Extracted entries
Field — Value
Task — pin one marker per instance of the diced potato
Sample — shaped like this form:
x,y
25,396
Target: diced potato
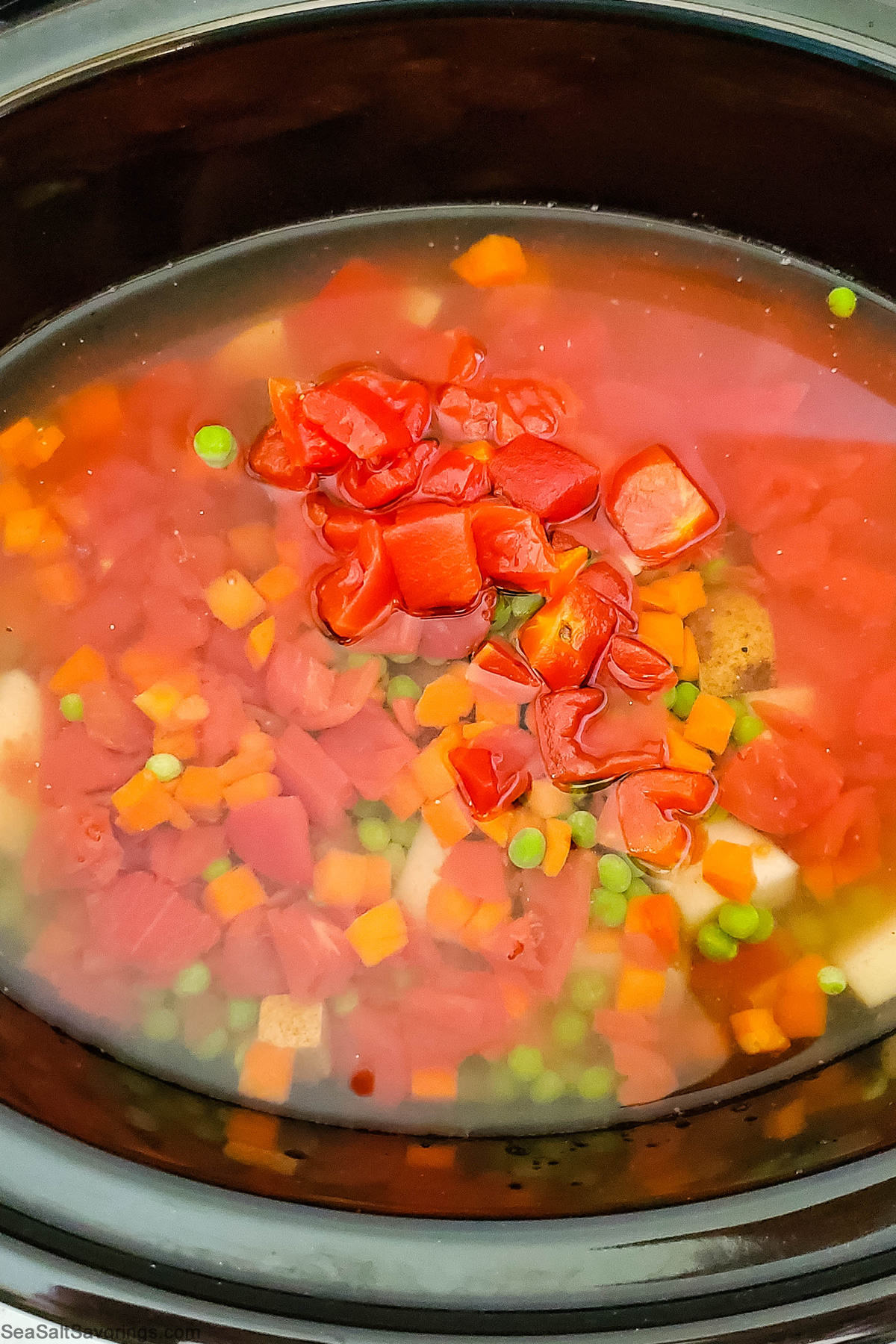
x,y
420,874
869,962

What the task requires
Leave every picture out and output the records exactly.

Solution
Field — Value
Task — pin one marker per instance of the diced potato
Sample — shaped like this form:
x,y
25,396
Target: diced potato
x,y
420,874
869,962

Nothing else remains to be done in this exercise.